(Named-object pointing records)
========================

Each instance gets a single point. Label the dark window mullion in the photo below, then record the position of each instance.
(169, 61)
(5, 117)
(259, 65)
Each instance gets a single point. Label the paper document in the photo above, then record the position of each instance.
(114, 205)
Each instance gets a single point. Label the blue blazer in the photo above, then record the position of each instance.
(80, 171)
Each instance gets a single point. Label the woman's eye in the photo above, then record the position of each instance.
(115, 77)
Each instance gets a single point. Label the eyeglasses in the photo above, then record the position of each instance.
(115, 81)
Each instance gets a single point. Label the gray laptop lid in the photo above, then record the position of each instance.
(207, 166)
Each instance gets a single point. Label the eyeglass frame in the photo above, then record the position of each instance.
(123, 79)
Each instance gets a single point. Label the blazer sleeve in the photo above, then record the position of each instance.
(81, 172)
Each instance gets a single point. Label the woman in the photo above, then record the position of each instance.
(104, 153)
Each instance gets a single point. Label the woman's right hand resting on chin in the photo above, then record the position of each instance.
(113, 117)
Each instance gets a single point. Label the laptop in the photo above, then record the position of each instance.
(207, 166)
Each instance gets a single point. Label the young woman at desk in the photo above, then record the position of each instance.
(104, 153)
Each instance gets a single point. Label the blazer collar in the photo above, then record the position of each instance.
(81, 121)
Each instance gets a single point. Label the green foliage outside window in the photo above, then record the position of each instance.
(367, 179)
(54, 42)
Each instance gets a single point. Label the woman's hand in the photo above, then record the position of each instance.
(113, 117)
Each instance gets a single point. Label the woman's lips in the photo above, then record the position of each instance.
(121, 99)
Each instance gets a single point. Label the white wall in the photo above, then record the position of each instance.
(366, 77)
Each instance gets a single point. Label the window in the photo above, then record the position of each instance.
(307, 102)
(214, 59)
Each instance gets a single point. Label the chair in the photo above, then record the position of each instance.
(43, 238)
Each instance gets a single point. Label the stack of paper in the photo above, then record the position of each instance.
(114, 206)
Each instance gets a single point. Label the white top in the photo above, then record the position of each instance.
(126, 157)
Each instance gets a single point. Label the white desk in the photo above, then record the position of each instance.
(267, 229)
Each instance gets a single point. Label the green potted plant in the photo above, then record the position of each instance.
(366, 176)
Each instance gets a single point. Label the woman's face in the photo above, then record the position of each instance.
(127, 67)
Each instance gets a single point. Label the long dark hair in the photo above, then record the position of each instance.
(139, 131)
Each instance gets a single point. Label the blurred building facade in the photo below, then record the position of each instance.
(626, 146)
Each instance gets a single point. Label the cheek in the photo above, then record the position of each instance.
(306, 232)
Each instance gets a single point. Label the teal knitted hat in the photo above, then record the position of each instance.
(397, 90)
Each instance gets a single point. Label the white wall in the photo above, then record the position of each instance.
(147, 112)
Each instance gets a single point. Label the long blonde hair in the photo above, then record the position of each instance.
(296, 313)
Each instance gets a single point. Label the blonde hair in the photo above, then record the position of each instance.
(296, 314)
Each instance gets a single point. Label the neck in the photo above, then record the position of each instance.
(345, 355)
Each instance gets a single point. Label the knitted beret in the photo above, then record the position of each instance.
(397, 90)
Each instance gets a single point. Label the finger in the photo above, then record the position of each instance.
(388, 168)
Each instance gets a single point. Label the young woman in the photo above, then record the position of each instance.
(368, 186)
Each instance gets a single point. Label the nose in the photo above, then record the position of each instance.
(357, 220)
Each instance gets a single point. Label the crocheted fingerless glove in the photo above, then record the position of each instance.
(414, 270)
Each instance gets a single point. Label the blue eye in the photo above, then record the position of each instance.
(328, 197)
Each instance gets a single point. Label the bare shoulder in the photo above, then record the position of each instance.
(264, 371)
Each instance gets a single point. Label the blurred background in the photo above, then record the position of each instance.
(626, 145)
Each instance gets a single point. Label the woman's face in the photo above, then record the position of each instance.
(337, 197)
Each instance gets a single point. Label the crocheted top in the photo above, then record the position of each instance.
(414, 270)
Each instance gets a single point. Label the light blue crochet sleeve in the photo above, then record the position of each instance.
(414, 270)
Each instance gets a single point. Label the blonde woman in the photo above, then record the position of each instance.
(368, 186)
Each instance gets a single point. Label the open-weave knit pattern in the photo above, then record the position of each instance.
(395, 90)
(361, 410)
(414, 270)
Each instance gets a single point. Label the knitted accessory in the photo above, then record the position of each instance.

========================

## Challenge
Extract all of the data above without altering anything.

## The solution
Each instance gets a single point. Label the dark window mullion in the photo below, then record the position of each instance.
(169, 61)
(5, 117)
(259, 65)
Each instance gets a single point. Label the paper document in the photo above, then record the position of each instance.
(114, 205)
Each instance gets a single point. Label the blue blazer in the photo above, then record the position of each instance.
(80, 171)
Each instance gets a single point. Label the woman's eye in the photo above, then record the position of each instance.
(115, 77)
Each instance gets a single point. Label the eyeglasses in the photo above, then record the position of each instance.
(115, 81)
Each instance gets a single point. Label the gray laptop lid in the photo above, then record the position of each instance.
(207, 166)
Each instance gets a single point. Label the eyeglass frame in the photo above, then record the position of each instance.
(123, 79)
Each instance gets a single point. Label the blazer sleeve in the photo above, then record the position of each instance.
(81, 172)
Each instance gets a single point. Label the woman in the photo above, then record the position of each instance.
(104, 153)
Each instance gets a single point. Label the woman's right hand resting on chin in the photo above, then record the position of each instance.
(113, 117)
Each instance gets a single point. Label the laptop in the photo above, then record the position of each instance.
(207, 166)
Each instance gets a single point. Label the young woman at desk in the photo above, then record the position of each instance.
(104, 153)
Each instance gets a single point. Label the blazer collar in the photo above, then record the position of each instance.
(81, 121)
Each instance gets a single point. Label the green foliage outside window in the photo above, then record the position of each instance.
(367, 179)
(54, 42)
Each instance gets a single point. Label the woman's hand in the photo above, then record the position of each instance.
(113, 117)
Each instance gets a single point. Label the woman's lips in the photo above, then record the position of each instance.
(121, 99)
Each instance gets a single point. Label the white wall in the photo above, then record the position of each instance.
(366, 77)
Each instance gets a single point. Label the window in the photo above, then record the position of each instance.
(307, 102)
(214, 59)
Each instance gets a single point. Label the chair in the photo above, then record the position of each instance.
(43, 238)
Each instance gets a single point. Label the stack of paper in the photo above, then record the position of each instance.
(114, 206)
Each instance gets a single point. Label the white top in the photo above, then record the position of each instance.
(126, 157)
Each instance gets a single point. Label the white desk in the photo above, then record the position of each instance.
(267, 229)
Each instance gets a single point. Label the green potted plant in the photo above, then record the position of each instance.
(366, 176)
Each instance gets a single point. Label the woman's face in the photo above, then record the position of each instance.
(127, 67)
Each instance gets a single point. Label the long dark hair in the photo above, then record the position of each instance.
(139, 131)
Each instance gets a single point. Label the blurred building facade in the photo below, then record the position of each instance.
(626, 146)
Each instance gets a single point. Label the cheek in the photo above, then record the position of each instance.
(306, 232)
Each instance gets a single point. Label the teal knitted hat in the photo above, then record the position of each instance.
(397, 90)
Each instance gets a single point. Label the white wall in the photo above, then record the position of each instance.
(147, 112)
Each instance gets a single point. Label the long blonde hair in the photo above, then record the position of each instance.
(296, 313)
Each instance gets a single point. Label the blonde hair in the photo above, then record the position of each instance.
(296, 314)
Each instance gets a single point. Label the neck in the photo above, then record the position of each instance.
(345, 355)
Each instance gets a single point. Label the knitted beret in the photo above, then record the position of each instance.
(397, 90)
Each instance gets a single point. Label the finger in the photo above, then record the position of each instance.
(388, 168)
Each instance gets a single point. Label the young woman in the photo above, then record the position of each instance.
(368, 186)
Each instance gets a single point. Label the nose in the photo above, then record the position of each instance.
(357, 220)
Each instance gets a single point. Label the crocheted fingerless glove in the photo above, then record the position of each instance.
(414, 270)
Each instance gets a single point. Label the blue eye in the photo above, then record the position of each instance.
(328, 197)
Each instance gets a single point. Label the bare shoulder in the photo above, then record the position of each instance.
(264, 371)
Each instance gets a single point. Label the blurred background in the photo above, then record the position of each instance.
(626, 145)
Each instance gets a single point. Label the woman's face in the photo above, then record the position of each instance.
(337, 197)
Each instance gets a single point. Label the crocheted top in the photo above, then record the position of each instance.
(414, 270)
Each instance gets a single point. Label the light blue crochet sleeve in the photo above, then record the position of each instance.
(414, 270)
Each instance gets a single point. Label the blonde woman in the photo above, then record the position of each instance.
(368, 186)
Each instance gets a single point. Label the open-weave knit pattern in the photo above, then record the position of each instance.
(395, 90)
(361, 410)
(414, 270)
Each instance gets a single point. Label the knitted accessory in the photo above, then record the position of each instance.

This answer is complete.